→ **Records shown**:
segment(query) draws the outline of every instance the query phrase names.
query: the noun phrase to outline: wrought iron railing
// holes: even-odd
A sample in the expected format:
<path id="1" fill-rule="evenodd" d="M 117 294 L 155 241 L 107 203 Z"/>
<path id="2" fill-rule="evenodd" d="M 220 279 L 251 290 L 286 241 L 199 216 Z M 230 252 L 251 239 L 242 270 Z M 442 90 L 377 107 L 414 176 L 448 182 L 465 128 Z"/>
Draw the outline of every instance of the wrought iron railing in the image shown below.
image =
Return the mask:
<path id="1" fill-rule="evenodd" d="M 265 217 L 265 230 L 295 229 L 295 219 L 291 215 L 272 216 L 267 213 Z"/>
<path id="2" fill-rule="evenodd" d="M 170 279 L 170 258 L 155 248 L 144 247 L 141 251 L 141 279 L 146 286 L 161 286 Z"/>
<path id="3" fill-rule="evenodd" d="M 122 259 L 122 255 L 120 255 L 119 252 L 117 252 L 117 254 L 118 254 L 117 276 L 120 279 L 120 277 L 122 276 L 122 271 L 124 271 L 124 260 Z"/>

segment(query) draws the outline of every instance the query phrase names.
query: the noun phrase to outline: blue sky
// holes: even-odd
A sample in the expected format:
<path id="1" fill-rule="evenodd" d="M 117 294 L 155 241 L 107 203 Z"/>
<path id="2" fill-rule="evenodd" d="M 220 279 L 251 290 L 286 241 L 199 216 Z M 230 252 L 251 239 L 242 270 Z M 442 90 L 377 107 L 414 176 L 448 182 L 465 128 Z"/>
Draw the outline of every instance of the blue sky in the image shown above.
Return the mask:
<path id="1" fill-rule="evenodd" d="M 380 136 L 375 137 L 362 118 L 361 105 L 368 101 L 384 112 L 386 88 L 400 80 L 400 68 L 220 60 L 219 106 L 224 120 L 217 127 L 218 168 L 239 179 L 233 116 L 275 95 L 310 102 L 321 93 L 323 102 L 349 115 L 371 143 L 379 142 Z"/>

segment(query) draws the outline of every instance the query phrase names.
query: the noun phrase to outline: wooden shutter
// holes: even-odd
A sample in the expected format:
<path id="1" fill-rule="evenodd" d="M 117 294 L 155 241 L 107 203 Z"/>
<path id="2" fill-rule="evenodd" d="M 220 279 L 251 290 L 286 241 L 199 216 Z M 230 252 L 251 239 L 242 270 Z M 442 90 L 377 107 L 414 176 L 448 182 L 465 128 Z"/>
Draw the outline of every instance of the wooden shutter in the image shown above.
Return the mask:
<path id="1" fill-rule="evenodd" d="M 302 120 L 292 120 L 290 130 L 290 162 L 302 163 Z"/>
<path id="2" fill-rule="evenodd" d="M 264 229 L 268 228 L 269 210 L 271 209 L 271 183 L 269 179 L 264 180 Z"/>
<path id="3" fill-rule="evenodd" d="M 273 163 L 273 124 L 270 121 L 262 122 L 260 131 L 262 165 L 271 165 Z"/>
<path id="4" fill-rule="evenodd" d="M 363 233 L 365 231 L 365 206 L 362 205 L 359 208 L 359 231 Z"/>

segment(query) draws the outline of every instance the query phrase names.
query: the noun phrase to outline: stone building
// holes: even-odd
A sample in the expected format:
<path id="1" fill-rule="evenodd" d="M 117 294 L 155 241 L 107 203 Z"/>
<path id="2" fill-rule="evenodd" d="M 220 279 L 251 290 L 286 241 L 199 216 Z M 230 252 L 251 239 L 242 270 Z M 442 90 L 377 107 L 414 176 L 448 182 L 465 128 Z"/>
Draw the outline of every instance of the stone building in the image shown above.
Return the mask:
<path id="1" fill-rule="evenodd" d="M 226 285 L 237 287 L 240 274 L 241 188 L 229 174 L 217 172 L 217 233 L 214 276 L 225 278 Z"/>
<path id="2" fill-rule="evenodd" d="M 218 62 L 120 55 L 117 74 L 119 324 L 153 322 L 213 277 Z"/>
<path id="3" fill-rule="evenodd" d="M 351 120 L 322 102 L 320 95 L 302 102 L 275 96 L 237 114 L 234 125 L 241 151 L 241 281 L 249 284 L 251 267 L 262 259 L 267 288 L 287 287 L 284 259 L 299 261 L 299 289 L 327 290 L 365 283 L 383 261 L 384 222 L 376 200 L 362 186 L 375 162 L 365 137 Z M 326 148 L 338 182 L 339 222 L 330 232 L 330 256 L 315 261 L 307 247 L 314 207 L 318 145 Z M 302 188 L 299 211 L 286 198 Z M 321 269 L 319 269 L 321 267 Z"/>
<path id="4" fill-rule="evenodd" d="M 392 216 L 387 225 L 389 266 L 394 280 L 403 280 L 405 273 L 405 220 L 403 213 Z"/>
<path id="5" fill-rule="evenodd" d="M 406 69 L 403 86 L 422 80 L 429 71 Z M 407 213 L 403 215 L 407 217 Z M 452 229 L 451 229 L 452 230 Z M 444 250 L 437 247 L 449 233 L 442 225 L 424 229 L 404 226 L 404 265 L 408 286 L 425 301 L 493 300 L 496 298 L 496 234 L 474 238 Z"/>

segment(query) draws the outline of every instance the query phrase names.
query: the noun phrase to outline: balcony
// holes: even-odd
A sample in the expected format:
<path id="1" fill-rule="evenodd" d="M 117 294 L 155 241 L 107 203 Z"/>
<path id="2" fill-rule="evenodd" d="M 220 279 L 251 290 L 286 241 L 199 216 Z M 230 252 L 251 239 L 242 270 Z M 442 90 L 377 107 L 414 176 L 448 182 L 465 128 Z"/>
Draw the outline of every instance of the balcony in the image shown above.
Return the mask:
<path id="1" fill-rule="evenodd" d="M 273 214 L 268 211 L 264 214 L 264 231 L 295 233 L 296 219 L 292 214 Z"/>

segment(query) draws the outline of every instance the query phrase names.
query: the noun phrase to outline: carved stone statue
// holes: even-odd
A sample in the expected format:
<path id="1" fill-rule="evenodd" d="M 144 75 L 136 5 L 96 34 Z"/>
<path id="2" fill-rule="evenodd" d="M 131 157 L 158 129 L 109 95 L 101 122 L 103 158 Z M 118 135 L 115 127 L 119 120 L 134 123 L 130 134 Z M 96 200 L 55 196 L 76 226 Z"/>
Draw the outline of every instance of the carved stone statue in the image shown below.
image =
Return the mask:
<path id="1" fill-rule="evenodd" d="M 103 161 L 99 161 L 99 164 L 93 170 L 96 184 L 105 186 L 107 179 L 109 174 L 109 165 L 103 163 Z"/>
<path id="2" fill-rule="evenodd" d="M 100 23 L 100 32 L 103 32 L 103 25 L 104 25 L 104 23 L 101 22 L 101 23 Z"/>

→ **Given problem**: Rewrite the rows above as a numbered list, leaving out blank lines, from the first line through the line containing "122 259 L 122".

→ **Answer below**:
1. segment(query) draws the outline of every instance the query phrase names.
2. query: the noun phrase to outline: wrought iron railing
3. // holes: even-odd
4. A sample in the expected format:
5. <path id="1" fill-rule="evenodd" d="M 117 294 L 155 241 L 107 203 Z"/>
6. <path id="2" fill-rule="evenodd" d="M 220 279 L 251 290 L 286 241 L 199 216 Z M 230 252 L 251 239 L 242 270 Z M 442 90 L 377 107 L 414 176 L 448 182 L 465 128 Z"/>
7. Draw the outline of every instance of the wrought iron railing in the image shown below.
8. image =
9. Return the mask:
10. <path id="1" fill-rule="evenodd" d="M 265 217 L 265 230 L 295 229 L 295 219 L 291 215 L 272 216 L 267 213 Z"/>
11. <path id="2" fill-rule="evenodd" d="M 170 279 L 170 258 L 155 248 L 144 247 L 141 251 L 141 279 L 146 286 L 161 286 Z"/>
12. <path id="3" fill-rule="evenodd" d="M 122 259 L 122 255 L 120 255 L 119 252 L 117 252 L 117 254 L 118 254 L 117 276 L 120 279 L 120 277 L 122 276 L 122 271 L 124 271 L 124 260 Z"/>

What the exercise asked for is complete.